Task item: Make an exact copy of all the entries below, with the pictures left out.
[Opening Supplied data section]
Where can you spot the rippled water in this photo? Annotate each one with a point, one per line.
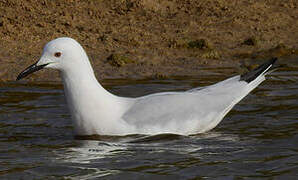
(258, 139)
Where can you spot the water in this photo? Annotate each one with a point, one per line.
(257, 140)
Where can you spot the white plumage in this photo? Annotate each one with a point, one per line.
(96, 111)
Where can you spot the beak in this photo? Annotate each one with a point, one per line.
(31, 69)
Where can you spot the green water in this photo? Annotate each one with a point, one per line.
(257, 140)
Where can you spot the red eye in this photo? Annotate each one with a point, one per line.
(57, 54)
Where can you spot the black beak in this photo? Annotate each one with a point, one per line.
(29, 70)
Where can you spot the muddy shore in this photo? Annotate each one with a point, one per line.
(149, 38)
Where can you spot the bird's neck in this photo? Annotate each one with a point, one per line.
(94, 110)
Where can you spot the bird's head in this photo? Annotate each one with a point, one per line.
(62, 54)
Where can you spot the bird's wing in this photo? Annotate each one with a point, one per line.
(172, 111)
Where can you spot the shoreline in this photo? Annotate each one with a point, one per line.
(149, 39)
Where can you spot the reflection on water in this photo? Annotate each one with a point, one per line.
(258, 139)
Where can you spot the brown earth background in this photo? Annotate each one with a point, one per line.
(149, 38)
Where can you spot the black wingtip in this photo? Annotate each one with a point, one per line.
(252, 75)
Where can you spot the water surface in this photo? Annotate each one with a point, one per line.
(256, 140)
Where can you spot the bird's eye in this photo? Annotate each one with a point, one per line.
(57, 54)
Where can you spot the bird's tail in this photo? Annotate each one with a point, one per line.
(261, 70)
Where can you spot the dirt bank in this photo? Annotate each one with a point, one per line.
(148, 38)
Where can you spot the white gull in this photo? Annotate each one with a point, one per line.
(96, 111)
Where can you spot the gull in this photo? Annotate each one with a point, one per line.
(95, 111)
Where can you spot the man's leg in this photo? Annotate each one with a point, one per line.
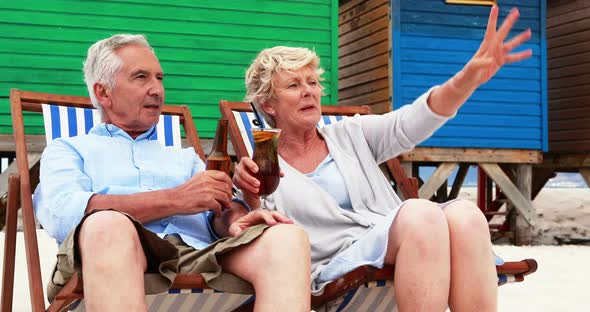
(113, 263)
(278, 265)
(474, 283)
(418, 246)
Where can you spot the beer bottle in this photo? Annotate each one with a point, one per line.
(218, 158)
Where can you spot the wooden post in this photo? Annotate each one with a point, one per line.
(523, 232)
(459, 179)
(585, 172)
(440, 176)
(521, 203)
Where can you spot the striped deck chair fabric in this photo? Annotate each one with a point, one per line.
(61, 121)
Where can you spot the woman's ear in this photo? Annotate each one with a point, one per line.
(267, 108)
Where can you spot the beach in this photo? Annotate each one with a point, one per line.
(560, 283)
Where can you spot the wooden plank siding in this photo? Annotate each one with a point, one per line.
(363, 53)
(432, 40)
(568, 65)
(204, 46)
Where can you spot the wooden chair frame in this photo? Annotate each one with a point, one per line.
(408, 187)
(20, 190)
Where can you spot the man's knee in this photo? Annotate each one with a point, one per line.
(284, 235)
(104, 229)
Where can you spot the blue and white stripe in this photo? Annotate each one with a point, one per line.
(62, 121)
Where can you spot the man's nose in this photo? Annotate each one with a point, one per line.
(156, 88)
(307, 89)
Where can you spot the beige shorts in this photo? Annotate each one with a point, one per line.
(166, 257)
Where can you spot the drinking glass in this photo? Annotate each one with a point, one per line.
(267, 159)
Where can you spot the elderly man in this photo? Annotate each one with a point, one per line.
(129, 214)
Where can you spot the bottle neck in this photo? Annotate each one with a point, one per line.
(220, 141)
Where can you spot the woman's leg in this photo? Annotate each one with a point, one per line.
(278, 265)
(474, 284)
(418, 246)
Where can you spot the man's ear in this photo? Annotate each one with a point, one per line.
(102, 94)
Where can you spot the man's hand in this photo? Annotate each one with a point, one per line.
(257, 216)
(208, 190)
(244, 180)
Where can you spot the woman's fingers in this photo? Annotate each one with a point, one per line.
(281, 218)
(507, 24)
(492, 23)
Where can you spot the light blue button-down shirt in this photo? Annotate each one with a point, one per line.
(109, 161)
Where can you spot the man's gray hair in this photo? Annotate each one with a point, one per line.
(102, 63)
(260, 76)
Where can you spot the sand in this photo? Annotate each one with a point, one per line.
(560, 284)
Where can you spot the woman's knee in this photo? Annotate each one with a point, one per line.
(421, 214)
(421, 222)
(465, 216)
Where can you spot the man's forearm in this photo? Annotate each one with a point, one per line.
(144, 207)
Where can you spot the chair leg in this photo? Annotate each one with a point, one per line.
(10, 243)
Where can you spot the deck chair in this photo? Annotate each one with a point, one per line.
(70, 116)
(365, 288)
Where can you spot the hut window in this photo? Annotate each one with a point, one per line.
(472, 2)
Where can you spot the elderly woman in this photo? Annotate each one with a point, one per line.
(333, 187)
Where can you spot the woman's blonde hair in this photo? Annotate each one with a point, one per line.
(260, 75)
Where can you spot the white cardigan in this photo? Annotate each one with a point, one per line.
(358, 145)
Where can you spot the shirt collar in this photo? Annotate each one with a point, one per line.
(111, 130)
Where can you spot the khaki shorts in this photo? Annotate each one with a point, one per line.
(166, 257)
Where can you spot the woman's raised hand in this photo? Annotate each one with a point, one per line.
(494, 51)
[Closing Supplied data section]
Answer to the problem:
Where can you spot the rippled water in this photo? Annotate each one with a point, one per line.
(258, 139)
Where can you spot the water in this photo? Annotate each one with a point, one per line.
(257, 140)
Where can you spot the white plumage in this photo? Annotate each one with a point, one per line.
(96, 111)
Where can you spot the beak in this photo? Annotate each one with a point, one per line.
(31, 69)
Where can you spot the green water in this photo? Annotate each one with a point, one per line.
(257, 140)
Where can you spot the red eye in this photo? Annotate each one with a point, one per line.
(57, 54)
Where can you spot the black beak in this photo? Annotate each one with a point, one per line.
(29, 70)
Where can you spot the muddy shore in this photo? Annotate each one with a point, one per line.
(149, 38)
Where can you spot the bird's neck in this photo? Annotate each one with a point, one per line.
(94, 110)
Where can you spot the bird's head in this photo? Annotate each one with a point, one per line.
(62, 54)
Where can you spot the bird's wing in this photo? Annotate each one with a point, one per line.
(172, 111)
Where can you spot the shoreline in this photo? Annotate each one with a point, one per line.
(149, 39)
Where can you spot the reflection on water in this photo? Annotate each one with a point, one per line.
(258, 139)
Where can you spot the brown earth background in this photo? Annotate each one with a point, one per line.
(149, 38)
Where can you spot the black wingtip in this photo? Annotate each one with a point, one per line.
(252, 75)
Where can you spot the water surface in this photo? Annotate each one with a point, one per line.
(256, 140)
Where can you spot the bird's eye in this photo? Annotate each one with a point, one per line.
(57, 54)
Where can you spot the bird's tail in this photo? Annotate each one with a point, one per line.
(261, 70)
Where can you spot the dirt bank in this photo? Annotate each one with a point, one per line.
(148, 38)
Where can you spot the white gull in this photo? Annotate each one with a point, one per line.
(96, 111)
Where can you spot the gull in this photo? Annotate each one with a point, one per line.
(95, 111)
Where can you spot the man's leg in this photo? Annotate each one with a point, one per line.
(113, 263)
(278, 265)
(474, 283)
(418, 246)
Where can you spot the beer bottle in this photo? Annotate each one with a point, one per line.
(218, 158)
Where can you spot the wooden post in this photo? Annotate each one with a point, one per line.
(523, 232)
(459, 179)
(585, 172)
(440, 176)
(521, 203)
Where can you spot the striped deck chair fabric in this photo? Annotate each one with a point, one per line.
(61, 121)
Where can you spot the woman's ear in this photo? Annotate each one with a point, one per line.
(267, 108)
Where can you spot the beach in this photo? Annotate each one with a point, one per line.
(560, 283)
Where can you spot the wooden plank siding in this photo? Annotate each one with a point, one per line.
(363, 53)
(432, 40)
(568, 65)
(204, 46)
Where can you spot the wooden chair frame in this photo? Annotate each one with a point, one per line.
(408, 187)
(20, 190)
Where can you spot the man's knee in this photo? Annotate each one with a point, one per line.
(284, 235)
(104, 229)
Where can you spot the blue and white stripe in this photo? Annotate each one with a point, one per line.
(62, 121)
Where can you spot the man's nose in this photo? Annotate each one with a point, one per line.
(156, 88)
(307, 89)
Where can you spot the beige shorts in this photo? Annotate each one with a point, one per line.
(166, 257)
Where can you spot the drinking glass in this photo? Annotate each one with a point, one per line.
(267, 159)
Where can you spot the elderly man in this photo? Annotate each one with a point, one per line.
(129, 214)
Where can you spot the bottle neck in this photo? Annotate each one with a point, one per line.
(220, 141)
Where can you spot the woman's leg in this photo? Annotate each one with a point, one per line.
(278, 265)
(474, 284)
(418, 246)
Where can you spot the man's ear in this photo? Annotate each one with a point, one per line.
(102, 94)
Where can you spot the man's hand in this photo? Annotate each one with a point, one per line.
(257, 216)
(208, 190)
(244, 180)
Where can you spot the woman's fingers in this photo? Annotate each one with a point, one per line.
(281, 218)
(507, 24)
(492, 23)
Where can you spot the light blue button-down shirt in this photo? Annotate each one with a point, one per line.
(109, 161)
Where can you spot the man's gray hair in this photo? Annotate each one with a point, one per line.
(102, 63)
(260, 76)
Where can you spot the sand in this photo? Annotate each one with a point, one per line.
(560, 284)
Where can you spot the woman's knee in this photo? Annotate each one with a point, one per line.
(421, 214)
(421, 222)
(465, 216)
Where can you spot the man's forearm in this photo? Annotate each one with a point, one per line.
(144, 207)
Where can you spot the chair leg in this photo? Annotate each one with a point, one per line.
(10, 243)
Where can you spot the deck chair in this photo? Annotate each one with a point, one per line.
(70, 116)
(365, 288)
Where can you spot the hut window in this photo? Annotate each one with a point, one per line.
(472, 2)
Where can you spot the elderly woman in this photo? Annotate each one with a point, one per line.
(333, 187)
Where can you spot the woman's blonde hair in this photo? Annotate each one with a point, one per line.
(260, 75)
Where can you spot the white cardigan in this photo? Annotate each one with a point, one per line.
(358, 145)
Where can you spot the shirt collar in this photo? Annotate each one with a point, one per line.
(111, 130)
Where can you spot the khaki shorts in this photo? Annotate each one with a point, one per line.
(166, 257)
Where can you spot the woman's raised hand in this photo? Annotate each one with a point, one per line.
(494, 51)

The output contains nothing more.